_Set exercise:_
Word for word, restate every line of the listing that follows.

# start of Information shown

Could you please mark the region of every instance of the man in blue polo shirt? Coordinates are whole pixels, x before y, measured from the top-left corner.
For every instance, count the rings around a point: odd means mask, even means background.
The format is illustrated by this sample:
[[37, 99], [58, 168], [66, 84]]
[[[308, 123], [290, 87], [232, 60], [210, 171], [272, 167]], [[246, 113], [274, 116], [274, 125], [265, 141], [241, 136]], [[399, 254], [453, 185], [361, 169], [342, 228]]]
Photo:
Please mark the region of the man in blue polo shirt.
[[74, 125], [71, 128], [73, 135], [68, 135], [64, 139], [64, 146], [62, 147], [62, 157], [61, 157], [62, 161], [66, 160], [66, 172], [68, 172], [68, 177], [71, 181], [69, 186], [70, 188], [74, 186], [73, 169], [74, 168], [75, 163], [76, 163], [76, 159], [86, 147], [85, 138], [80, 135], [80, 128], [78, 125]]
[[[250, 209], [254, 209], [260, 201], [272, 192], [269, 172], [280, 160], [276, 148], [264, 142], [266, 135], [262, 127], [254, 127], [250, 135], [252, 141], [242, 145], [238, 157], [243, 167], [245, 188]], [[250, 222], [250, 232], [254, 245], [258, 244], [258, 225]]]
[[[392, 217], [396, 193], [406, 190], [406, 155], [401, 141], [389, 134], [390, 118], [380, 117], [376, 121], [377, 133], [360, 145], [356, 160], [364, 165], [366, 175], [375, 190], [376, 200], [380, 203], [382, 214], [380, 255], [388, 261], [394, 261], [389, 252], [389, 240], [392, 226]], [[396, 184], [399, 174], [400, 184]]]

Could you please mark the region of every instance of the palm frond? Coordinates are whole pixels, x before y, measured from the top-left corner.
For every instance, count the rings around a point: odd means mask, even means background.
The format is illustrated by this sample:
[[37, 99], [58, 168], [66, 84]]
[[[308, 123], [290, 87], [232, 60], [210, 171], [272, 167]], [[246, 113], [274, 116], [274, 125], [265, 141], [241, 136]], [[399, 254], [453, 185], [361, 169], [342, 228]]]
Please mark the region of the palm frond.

# end of Information shown

_Exercise solution:_
Could you please mark the region of every instance of the man in blue polo shirt? Coordinates are whole pixels, x before y, measured from the top-left corner.
For every instance, count the rings around a point: odd means mask, even means background.
The format is illustrated by this sample:
[[37, 99], [58, 168], [66, 84]]
[[[308, 123], [290, 87], [232, 60], [210, 171], [272, 167]], [[246, 113], [274, 116], [274, 125], [265, 141], [241, 136]], [[399, 254], [453, 185], [361, 169], [342, 228]]]
Photo:
Please mark the region of the man in blue polo shirt.
[[74, 125], [71, 128], [73, 135], [68, 135], [64, 139], [64, 146], [62, 147], [62, 157], [61, 157], [62, 161], [66, 160], [66, 172], [68, 172], [68, 177], [71, 181], [69, 186], [70, 188], [74, 186], [73, 169], [74, 168], [75, 163], [76, 163], [76, 159], [86, 147], [85, 138], [80, 135], [80, 128], [78, 125]]
[[[250, 209], [254, 209], [260, 201], [272, 192], [269, 172], [280, 160], [276, 148], [264, 142], [266, 135], [262, 127], [254, 127], [250, 135], [252, 141], [242, 145], [238, 157], [243, 167], [245, 188]], [[250, 222], [250, 232], [254, 245], [258, 244], [258, 225]]]
[[[392, 217], [396, 193], [406, 190], [406, 155], [401, 141], [389, 134], [390, 118], [380, 117], [376, 121], [377, 133], [360, 145], [356, 160], [364, 165], [366, 175], [375, 190], [376, 200], [380, 203], [382, 214], [380, 255], [388, 261], [394, 261], [389, 252], [389, 240], [392, 226]], [[396, 184], [399, 174], [400, 184]]]

Could you please mark the region of every instance of the palm frond? Coordinates are whole pixels, x before y, measured from the top-left corner.
For every instance, count the rings around a point: odd means mask, even means background.
The format is illustrated by this sample:
[[37, 99], [58, 168], [66, 84]]
[[[308, 123], [290, 87], [232, 60], [210, 171], [272, 167]], [[246, 113], [274, 116], [274, 125], [265, 141], [241, 136]], [[399, 254], [453, 185], [361, 169], [342, 228]]]
Please mark the region of the palm frond.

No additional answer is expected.